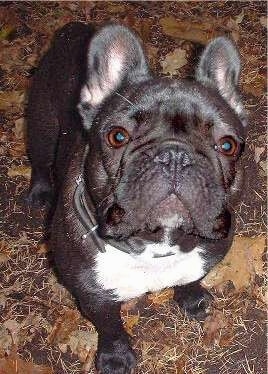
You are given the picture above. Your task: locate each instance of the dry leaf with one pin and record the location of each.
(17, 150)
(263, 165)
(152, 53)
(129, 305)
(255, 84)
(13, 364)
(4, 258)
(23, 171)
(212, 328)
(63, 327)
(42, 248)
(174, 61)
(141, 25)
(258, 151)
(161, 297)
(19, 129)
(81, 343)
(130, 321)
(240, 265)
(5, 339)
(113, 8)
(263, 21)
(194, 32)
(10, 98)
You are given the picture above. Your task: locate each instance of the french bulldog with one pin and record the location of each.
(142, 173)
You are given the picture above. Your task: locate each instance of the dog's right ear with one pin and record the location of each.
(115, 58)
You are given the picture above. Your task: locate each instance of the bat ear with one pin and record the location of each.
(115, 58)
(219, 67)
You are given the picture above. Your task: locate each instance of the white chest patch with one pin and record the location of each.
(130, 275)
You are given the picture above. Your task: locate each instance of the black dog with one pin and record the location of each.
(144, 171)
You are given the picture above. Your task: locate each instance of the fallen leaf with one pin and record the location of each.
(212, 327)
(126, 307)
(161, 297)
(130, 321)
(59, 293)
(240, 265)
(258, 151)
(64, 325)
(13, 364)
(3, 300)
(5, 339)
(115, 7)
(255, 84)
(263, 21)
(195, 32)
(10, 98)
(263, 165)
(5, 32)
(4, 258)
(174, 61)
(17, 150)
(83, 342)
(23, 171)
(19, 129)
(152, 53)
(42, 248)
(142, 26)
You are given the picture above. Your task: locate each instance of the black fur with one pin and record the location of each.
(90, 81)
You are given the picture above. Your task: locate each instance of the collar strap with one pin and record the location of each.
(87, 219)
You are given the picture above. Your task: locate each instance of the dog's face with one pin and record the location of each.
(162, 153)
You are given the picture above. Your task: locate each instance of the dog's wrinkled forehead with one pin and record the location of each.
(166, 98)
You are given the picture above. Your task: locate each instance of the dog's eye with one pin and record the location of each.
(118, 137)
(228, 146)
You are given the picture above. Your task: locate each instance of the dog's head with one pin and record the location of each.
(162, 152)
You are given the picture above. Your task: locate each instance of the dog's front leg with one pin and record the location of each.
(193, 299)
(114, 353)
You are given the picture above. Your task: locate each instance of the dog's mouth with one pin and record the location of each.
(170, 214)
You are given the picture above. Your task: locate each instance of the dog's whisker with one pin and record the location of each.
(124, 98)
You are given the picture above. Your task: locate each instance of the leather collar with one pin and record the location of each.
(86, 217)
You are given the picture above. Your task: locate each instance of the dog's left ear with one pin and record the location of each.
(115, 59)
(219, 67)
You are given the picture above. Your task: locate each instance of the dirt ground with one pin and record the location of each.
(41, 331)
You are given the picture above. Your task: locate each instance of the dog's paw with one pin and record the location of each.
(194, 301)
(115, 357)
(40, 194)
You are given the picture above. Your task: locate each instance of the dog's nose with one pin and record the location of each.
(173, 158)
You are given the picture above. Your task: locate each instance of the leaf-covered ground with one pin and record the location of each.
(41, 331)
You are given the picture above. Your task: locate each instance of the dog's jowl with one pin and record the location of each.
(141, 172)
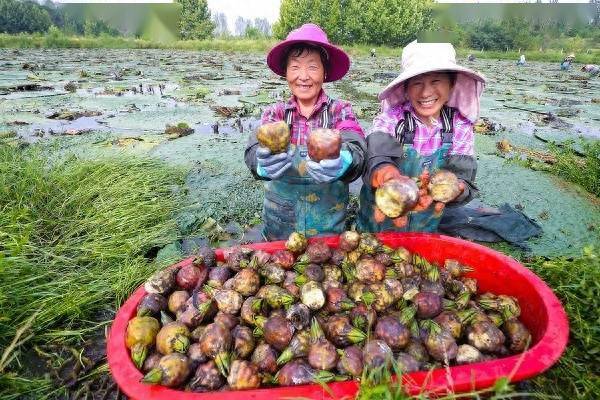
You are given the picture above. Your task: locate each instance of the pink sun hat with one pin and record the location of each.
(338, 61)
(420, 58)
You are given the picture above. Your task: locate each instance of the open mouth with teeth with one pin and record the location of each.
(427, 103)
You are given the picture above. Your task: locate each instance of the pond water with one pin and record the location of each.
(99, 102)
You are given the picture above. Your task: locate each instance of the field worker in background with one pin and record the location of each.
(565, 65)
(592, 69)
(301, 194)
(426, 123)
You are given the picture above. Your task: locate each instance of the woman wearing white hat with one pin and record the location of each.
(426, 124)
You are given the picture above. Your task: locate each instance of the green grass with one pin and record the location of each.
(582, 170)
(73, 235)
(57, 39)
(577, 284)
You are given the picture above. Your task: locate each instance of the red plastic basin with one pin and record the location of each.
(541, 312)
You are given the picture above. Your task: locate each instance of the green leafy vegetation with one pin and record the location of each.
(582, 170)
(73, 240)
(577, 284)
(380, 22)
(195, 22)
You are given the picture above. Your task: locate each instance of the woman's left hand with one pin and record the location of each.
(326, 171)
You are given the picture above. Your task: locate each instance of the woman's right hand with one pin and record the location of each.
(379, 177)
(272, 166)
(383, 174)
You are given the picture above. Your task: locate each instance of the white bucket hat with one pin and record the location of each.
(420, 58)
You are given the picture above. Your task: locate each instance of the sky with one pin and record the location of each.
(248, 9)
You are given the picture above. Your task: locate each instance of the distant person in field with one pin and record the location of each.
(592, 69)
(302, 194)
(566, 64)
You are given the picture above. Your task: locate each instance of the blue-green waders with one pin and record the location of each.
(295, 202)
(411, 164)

==

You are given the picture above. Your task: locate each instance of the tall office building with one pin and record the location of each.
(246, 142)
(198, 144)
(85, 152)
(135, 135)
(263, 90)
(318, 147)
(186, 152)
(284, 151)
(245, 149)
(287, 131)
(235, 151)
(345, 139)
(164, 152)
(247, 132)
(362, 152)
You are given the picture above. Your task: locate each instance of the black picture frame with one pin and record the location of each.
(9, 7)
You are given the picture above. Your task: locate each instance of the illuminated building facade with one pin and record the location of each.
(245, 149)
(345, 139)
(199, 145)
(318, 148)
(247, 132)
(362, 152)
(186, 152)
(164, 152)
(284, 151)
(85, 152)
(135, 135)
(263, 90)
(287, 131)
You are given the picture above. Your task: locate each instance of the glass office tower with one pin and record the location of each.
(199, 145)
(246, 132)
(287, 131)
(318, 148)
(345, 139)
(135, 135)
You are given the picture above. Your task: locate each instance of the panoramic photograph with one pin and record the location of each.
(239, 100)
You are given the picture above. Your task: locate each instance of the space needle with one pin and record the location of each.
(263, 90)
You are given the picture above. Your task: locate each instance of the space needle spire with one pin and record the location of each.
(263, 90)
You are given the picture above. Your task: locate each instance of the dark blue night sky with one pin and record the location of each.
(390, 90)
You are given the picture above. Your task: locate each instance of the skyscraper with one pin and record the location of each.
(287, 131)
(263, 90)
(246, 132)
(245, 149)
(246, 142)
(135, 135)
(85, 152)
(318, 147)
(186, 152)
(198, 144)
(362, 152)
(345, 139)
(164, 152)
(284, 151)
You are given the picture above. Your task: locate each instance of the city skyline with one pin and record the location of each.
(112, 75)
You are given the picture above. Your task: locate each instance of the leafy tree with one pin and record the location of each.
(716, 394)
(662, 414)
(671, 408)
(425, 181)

==

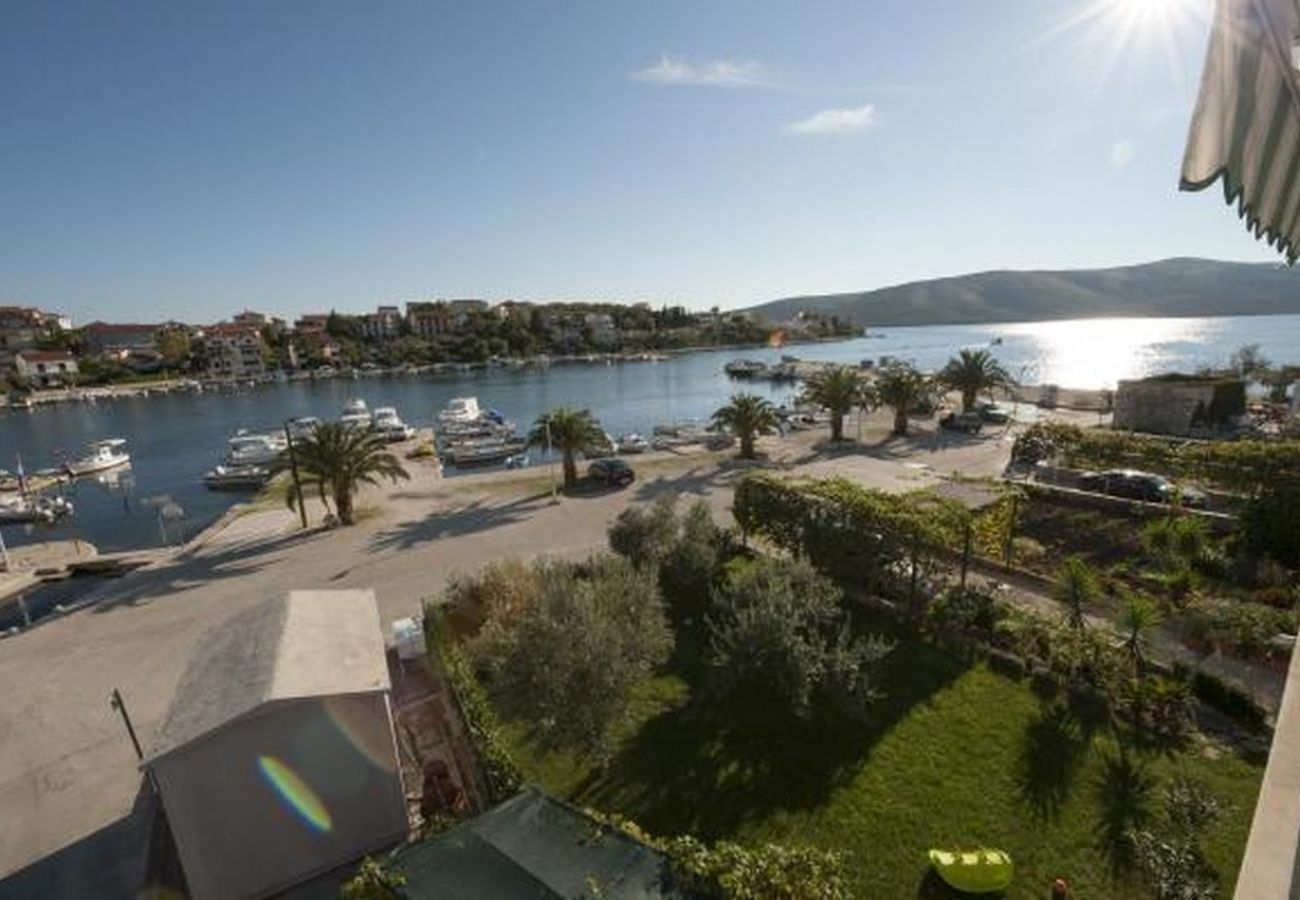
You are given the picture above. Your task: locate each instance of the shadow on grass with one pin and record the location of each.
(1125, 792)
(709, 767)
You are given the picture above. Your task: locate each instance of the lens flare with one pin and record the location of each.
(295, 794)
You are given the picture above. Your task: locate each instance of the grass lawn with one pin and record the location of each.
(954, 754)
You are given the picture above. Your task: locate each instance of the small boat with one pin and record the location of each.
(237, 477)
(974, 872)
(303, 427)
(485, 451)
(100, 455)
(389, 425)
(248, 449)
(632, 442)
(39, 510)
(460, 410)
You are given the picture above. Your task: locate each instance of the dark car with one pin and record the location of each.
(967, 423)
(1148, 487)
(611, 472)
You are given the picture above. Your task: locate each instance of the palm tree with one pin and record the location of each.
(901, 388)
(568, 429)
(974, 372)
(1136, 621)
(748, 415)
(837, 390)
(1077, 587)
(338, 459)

◆ **Work to complete**: Find every line in the items above that contains the string "tree", and copy each of those lines in full. Matching is case-sensitive.

◆ **Result**:
You are given the picture above. Your task: locate each instance of the leafy tree with one pin and record the location of each.
You are given the picture above. Your task: locate each instance of the palm tree with one pin and record the location of each.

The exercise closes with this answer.